By Jena Williams

1 in 5 Americans will be diagnosed with skin cancer in their lifetimes.

*Image from American Academy of Dermatology’s infographic.

According to the Centers for Disease Control and Prevention (CDC) skin cancer is the most common form of cancer in the United States. Although it can often be eradicated if caught and treated early, these success rates are dependent on just that – catch and treat. But more than simply catching and treating, we hope to prevent, which is why May is Melanoma/Skin Cancer Detection and Prevention Month. It is time that we begin to take the risk of skin cancer seriously.

We often doubt how harmful the sun’s rays are. Or we acknowledge the danger but are willing to risk it because wearing sunscreen is for kids or we want the healthy glow of tanned skin. But is tanned skin really healthy? Consider that the first definition of tanning in the free dictionary is “the process or art of converting hides or skins into leather,” so I guess if leather is your goal. . .

Need more convincing? Consider the photo that went viral of the truck driver whose face aged drastically on the left side due to 28 years of truck driving? Is tanned skin today worth wrinkles tomorrow? UV radiation from both the sun and tanning beds does damage us.

Do those of you who live in rainy Washington think you are safe? Think again. We actually have the 5th highest rate of melanoma in the U.S.

**********

▶ Problem details:
From the skin cancer article, copy word for word the passage between "According to the" and "skin cancer seriously.", inclusive.

▶ Extracted records:
**********

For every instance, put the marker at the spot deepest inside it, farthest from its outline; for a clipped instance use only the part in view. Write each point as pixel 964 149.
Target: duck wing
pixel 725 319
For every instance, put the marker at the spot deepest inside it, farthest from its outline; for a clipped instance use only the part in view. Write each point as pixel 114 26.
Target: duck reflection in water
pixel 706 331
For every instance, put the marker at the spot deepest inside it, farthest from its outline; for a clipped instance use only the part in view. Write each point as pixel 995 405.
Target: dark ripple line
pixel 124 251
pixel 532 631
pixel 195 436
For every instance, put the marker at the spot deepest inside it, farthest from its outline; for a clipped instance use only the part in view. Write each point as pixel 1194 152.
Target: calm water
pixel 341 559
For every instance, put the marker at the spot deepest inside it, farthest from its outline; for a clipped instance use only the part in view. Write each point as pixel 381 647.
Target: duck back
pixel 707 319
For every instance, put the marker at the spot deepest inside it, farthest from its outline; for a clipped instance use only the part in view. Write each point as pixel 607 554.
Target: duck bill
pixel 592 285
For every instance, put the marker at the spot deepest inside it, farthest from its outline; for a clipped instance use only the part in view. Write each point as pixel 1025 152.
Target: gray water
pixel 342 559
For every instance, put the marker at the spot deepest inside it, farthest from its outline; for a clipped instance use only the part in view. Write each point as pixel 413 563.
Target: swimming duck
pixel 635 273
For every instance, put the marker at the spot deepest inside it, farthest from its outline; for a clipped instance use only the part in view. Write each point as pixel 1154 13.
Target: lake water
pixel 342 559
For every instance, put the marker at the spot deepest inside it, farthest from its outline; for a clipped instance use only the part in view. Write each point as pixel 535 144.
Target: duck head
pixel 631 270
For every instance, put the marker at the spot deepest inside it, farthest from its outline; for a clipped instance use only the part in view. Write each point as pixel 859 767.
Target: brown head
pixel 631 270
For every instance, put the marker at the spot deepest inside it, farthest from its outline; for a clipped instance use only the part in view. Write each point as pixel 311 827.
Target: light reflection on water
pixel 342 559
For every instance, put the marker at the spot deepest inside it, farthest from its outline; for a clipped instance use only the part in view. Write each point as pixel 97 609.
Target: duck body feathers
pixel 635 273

**********

▶ Answer:
According to the Centers for Disease Control and Prevention (CDC) skin cancer is the most common form of cancer in the United States. Although it can often be eradicated if caught and treated early, these success rates are dependent on just that – catch and treat. But more than simply catching and treating, we hope to prevent, which is why May is Melanoma/Skin Cancer Detection and Prevention Month. It is time that we begin to take the risk of skin cancer seriously.